* Instruction: Turn the stretch of rows from the line containing "object_query = canvas awning panel" through the end of the rows into a numbered list, leaving out any blank lines.

* Records supplied:
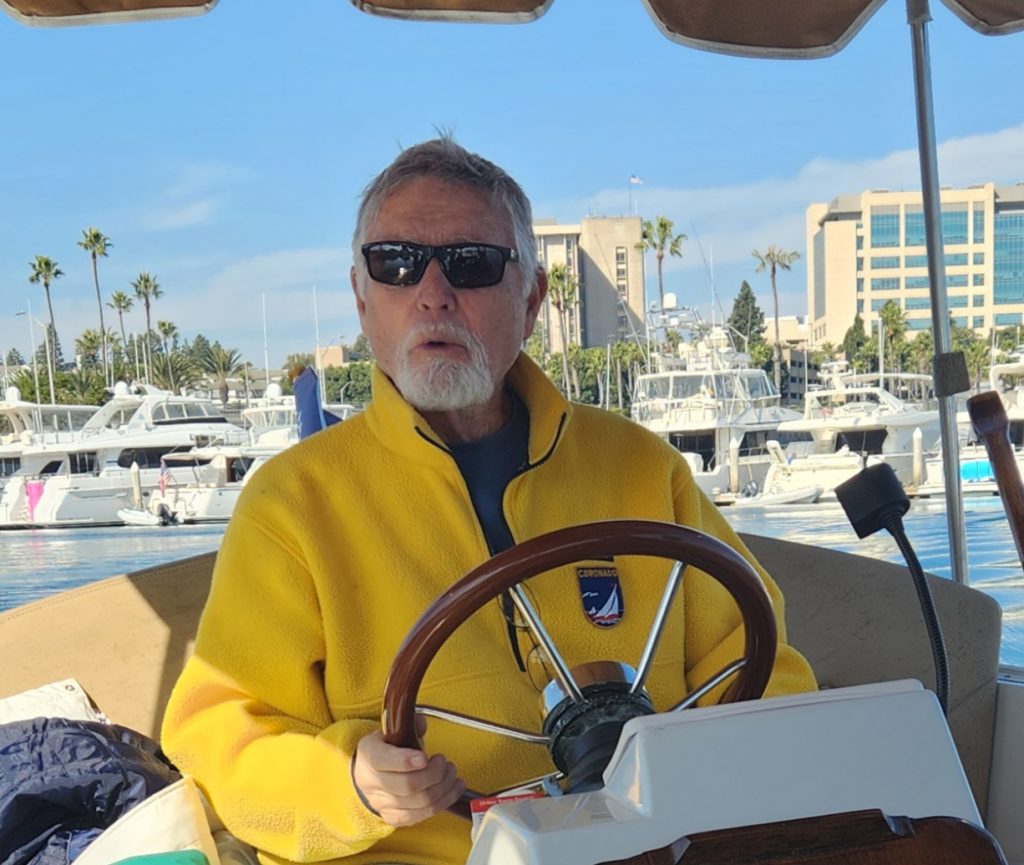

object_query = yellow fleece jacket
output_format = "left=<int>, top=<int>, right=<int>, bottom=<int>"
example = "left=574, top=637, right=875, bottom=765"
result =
left=162, top=355, right=815, bottom=865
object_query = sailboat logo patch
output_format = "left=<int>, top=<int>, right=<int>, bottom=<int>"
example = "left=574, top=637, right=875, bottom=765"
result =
left=577, top=567, right=626, bottom=628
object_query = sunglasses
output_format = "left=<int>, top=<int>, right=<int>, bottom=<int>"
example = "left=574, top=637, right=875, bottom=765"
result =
left=361, top=241, right=519, bottom=289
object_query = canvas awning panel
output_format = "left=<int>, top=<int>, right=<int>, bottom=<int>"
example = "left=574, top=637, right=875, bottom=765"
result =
left=0, top=0, right=217, bottom=27
left=6, top=0, right=1024, bottom=38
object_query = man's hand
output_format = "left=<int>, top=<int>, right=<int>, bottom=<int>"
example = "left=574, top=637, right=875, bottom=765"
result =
left=352, top=719, right=466, bottom=827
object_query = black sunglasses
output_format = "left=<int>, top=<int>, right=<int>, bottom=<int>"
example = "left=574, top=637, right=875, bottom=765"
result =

* The reply:
1. object_query = canvas awning panel
2. output_format = "left=<int>, top=<int>, right=<int>, bottom=<int>"
3. example = "left=574, top=637, right=875, bottom=765"
4. result =
5. left=0, top=0, right=217, bottom=27
6. left=6, top=0, right=1024, bottom=38
7. object_query = man's hand
8. output_format = "left=<int>, top=<int>, right=<int>, bottom=<int>"
9. example = "left=574, top=637, right=875, bottom=765"
10. result =
11. left=352, top=719, right=466, bottom=827
12. object_query = black sunglasses
13. output_format = "left=<int>, top=<int>, right=<int>, bottom=<int>"
14. example = "left=574, top=637, right=875, bottom=765"
15. result =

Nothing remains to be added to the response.